Direction — Extract every line below that contains the word "vegetation".
[START OF Excerpted data]
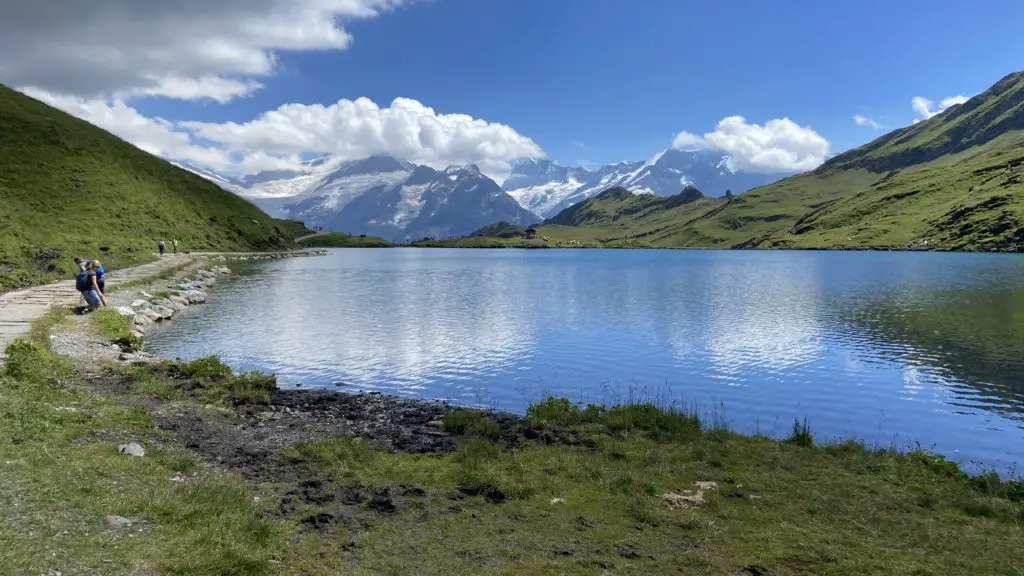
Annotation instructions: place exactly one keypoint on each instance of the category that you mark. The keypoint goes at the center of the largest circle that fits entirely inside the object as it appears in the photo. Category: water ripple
(922, 347)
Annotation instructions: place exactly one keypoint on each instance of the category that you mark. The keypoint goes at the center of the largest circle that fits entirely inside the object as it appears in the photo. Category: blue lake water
(887, 347)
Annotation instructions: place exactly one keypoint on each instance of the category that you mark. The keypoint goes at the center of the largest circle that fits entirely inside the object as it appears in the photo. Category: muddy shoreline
(251, 440)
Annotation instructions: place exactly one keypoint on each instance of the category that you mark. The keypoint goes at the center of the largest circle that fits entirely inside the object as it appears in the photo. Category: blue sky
(599, 81)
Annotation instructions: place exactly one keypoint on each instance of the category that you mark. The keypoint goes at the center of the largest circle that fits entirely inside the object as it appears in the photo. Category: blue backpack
(99, 270)
(82, 282)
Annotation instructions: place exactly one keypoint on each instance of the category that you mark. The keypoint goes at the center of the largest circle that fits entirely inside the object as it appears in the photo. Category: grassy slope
(781, 507)
(953, 180)
(69, 188)
(340, 240)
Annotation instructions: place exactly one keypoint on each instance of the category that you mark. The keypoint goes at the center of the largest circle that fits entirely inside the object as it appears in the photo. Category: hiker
(100, 281)
(86, 283)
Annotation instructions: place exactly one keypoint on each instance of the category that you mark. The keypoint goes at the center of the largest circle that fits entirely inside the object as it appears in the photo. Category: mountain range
(379, 196)
(399, 201)
(547, 188)
(950, 182)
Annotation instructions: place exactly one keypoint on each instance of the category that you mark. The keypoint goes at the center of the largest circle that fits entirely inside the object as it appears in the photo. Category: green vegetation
(950, 182)
(110, 324)
(502, 230)
(60, 475)
(482, 242)
(206, 380)
(599, 490)
(569, 490)
(341, 240)
(69, 188)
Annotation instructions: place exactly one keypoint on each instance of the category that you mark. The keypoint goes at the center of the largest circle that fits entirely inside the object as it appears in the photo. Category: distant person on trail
(86, 283)
(83, 264)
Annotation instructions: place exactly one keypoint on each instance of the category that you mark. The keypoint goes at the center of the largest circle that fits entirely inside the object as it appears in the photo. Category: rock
(195, 296)
(170, 304)
(684, 499)
(164, 312)
(133, 449)
(118, 521)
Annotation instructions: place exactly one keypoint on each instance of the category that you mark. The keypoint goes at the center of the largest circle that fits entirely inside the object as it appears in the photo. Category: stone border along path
(19, 309)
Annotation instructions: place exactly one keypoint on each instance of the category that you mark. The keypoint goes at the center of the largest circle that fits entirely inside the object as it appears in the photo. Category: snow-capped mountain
(426, 203)
(546, 188)
(379, 196)
(226, 182)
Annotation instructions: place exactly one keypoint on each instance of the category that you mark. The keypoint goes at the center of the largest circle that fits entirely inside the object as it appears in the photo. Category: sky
(246, 85)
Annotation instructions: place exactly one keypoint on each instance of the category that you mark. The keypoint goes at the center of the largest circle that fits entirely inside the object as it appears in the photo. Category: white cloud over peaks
(347, 129)
(184, 49)
(861, 120)
(778, 146)
(357, 128)
(923, 107)
(160, 136)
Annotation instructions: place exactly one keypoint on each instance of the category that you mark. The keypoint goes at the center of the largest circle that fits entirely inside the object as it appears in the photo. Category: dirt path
(20, 307)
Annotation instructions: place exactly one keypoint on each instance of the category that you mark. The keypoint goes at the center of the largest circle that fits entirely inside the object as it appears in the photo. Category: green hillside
(950, 182)
(342, 240)
(69, 188)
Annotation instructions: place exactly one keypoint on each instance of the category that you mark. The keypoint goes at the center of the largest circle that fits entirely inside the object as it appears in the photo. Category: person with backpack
(85, 283)
(83, 264)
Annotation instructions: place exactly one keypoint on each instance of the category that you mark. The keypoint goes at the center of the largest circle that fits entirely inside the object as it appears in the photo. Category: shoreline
(188, 467)
(451, 244)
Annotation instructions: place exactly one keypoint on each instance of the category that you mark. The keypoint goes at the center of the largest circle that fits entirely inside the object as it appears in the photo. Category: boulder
(118, 521)
(167, 303)
(195, 296)
(164, 312)
(133, 449)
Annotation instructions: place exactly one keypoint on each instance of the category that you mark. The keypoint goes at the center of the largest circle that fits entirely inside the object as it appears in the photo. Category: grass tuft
(801, 435)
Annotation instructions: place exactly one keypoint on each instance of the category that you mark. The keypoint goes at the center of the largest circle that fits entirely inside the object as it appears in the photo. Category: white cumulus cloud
(186, 49)
(924, 108)
(861, 120)
(160, 136)
(346, 129)
(358, 128)
(778, 146)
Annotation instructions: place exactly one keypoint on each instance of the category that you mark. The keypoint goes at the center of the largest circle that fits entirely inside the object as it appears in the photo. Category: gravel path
(20, 307)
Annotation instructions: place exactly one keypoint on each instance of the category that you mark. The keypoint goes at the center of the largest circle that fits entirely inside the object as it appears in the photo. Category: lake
(893, 348)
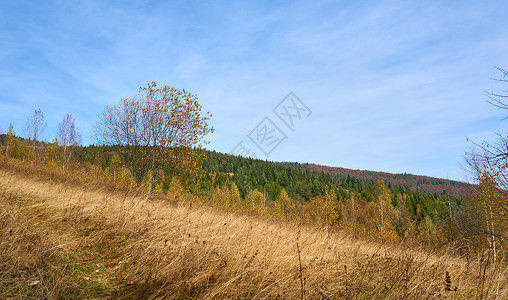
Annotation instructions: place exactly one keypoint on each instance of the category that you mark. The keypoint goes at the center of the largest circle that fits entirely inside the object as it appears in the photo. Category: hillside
(62, 240)
(414, 182)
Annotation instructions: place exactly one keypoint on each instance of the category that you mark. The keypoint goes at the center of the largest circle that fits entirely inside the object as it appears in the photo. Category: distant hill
(414, 182)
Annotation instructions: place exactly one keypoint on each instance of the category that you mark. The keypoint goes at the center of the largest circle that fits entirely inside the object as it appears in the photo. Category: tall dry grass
(62, 240)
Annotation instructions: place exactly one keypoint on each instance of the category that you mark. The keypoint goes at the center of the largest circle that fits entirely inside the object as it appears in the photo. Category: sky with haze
(393, 86)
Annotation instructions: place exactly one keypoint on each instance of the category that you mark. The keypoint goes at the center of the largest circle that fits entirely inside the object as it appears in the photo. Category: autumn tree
(34, 127)
(68, 136)
(488, 166)
(383, 204)
(161, 127)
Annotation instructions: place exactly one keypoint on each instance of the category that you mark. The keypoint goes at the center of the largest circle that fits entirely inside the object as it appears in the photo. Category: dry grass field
(59, 240)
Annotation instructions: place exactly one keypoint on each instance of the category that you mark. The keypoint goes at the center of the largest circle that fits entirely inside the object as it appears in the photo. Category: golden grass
(59, 240)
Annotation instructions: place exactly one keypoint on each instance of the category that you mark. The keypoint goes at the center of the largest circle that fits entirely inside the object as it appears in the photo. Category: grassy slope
(64, 241)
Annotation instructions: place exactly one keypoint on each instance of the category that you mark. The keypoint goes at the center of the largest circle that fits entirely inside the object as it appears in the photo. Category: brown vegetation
(65, 238)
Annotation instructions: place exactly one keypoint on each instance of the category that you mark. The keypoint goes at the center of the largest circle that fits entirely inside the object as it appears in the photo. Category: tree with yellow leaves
(160, 128)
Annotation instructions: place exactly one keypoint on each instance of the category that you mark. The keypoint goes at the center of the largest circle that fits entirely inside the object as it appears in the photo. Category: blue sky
(393, 86)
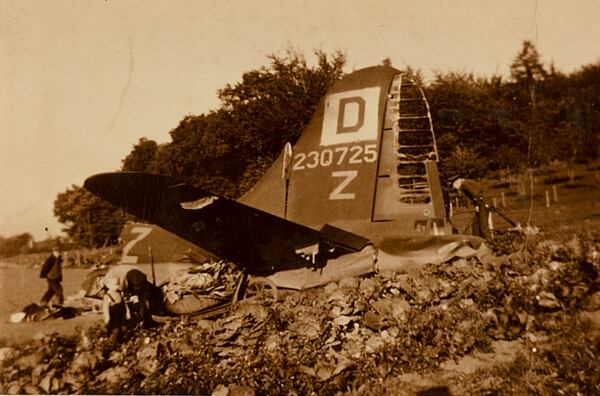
[END OF Excerpted data]
Result —
Annotation instructions: place exactly one keypoint on each instance of the category that you mark. The keypoint goes at the center of the largest circle that fits entirely inside the object as it appears in the photo. Category: green vegetation
Annotation instructions: place exactly one keypoint on each instance of the category that you mark. The keypoint goes at the center of the largest circle that fits entirely inside the object as it appears in the photo. Category: brown vegetation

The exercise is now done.